Reproduce the items below with "baluster" swapped for "railing post" and every other character left as is. Omit the pictures from the output.

##### Records shown #####

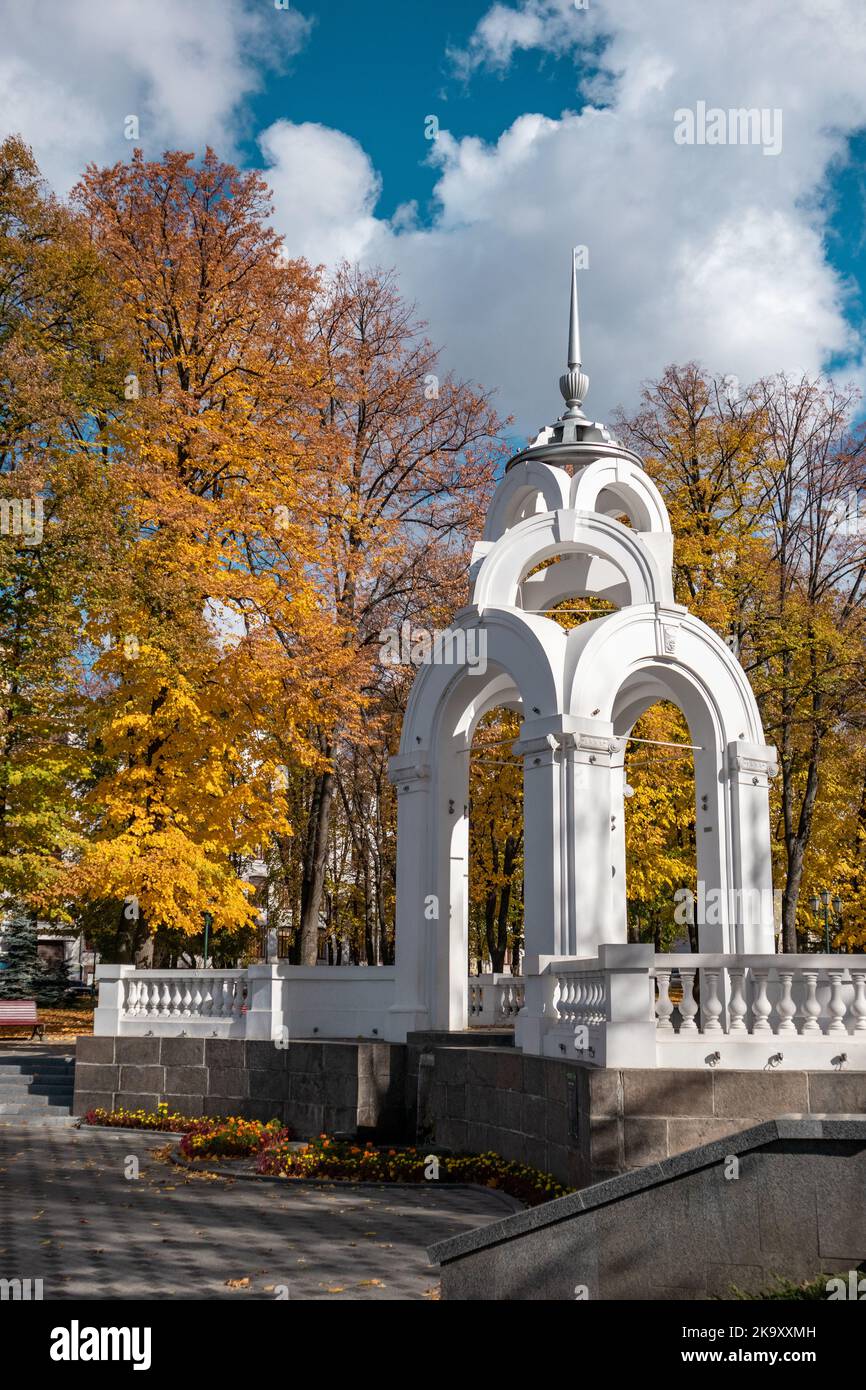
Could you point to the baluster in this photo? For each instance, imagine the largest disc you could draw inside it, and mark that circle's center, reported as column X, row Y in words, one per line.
column 786, row 1008
column 601, row 1001
column 665, row 1005
column 761, row 1002
column 812, row 1008
column 690, row 1007
column 858, row 1008
column 238, row 997
column 737, row 1004
column 578, row 998
column 711, row 1001
column 837, row 1004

#####

Task response
Could you point to the railing post in this photo? For each instance, imagine the largest disc you could draw inside it, and mark that circle's center, reported as column X, row Y in words, one per line.
column 786, row 1008
column 601, row 1001
column 665, row 1005
column 761, row 1002
column 812, row 1008
column 690, row 1007
column 858, row 1008
column 238, row 997
column 737, row 1004
column 578, row 998
column 711, row 1001
column 837, row 1004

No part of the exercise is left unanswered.